## Directions
Change "antenna mast" to "antenna tower" in the stretch from the line containing "Where can you spot the multi-story" through the end of the records, and write that stretch out again with everything else left as it is.

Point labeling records

-------------------------

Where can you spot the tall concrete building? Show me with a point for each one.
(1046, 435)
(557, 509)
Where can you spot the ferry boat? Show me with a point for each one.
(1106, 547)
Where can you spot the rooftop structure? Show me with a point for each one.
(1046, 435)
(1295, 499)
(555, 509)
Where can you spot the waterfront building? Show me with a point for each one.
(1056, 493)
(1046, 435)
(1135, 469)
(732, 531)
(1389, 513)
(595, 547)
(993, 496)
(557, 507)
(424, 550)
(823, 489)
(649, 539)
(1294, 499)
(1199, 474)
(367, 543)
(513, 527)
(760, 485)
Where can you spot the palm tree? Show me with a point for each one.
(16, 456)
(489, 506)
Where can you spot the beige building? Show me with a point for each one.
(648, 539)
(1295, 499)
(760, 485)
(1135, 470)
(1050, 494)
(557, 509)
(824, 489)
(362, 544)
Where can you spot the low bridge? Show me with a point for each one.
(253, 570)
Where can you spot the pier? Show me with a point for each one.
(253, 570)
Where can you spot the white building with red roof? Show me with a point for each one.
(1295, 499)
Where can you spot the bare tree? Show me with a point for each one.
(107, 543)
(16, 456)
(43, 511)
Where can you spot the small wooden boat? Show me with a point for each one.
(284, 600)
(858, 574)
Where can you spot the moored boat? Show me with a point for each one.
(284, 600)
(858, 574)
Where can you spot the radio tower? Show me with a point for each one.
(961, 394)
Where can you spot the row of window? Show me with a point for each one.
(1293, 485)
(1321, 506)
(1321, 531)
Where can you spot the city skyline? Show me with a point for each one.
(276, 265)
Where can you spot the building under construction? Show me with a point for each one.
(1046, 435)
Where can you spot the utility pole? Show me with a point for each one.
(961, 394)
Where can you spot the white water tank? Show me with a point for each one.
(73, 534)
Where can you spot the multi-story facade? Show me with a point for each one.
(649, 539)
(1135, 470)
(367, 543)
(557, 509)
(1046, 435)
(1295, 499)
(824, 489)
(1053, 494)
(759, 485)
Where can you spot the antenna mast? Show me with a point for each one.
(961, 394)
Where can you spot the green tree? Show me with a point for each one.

-------------------------

## Solution to this problem
Where can you spot the multi-story facade? Show me with a point for each one.
(649, 539)
(1135, 470)
(367, 543)
(557, 509)
(1046, 435)
(1295, 499)
(824, 489)
(1053, 494)
(759, 485)
Where can you spot the antenna tower? Show me with a point for each one.
(961, 394)
Where can you spot the green tree? Show me with a point for each one.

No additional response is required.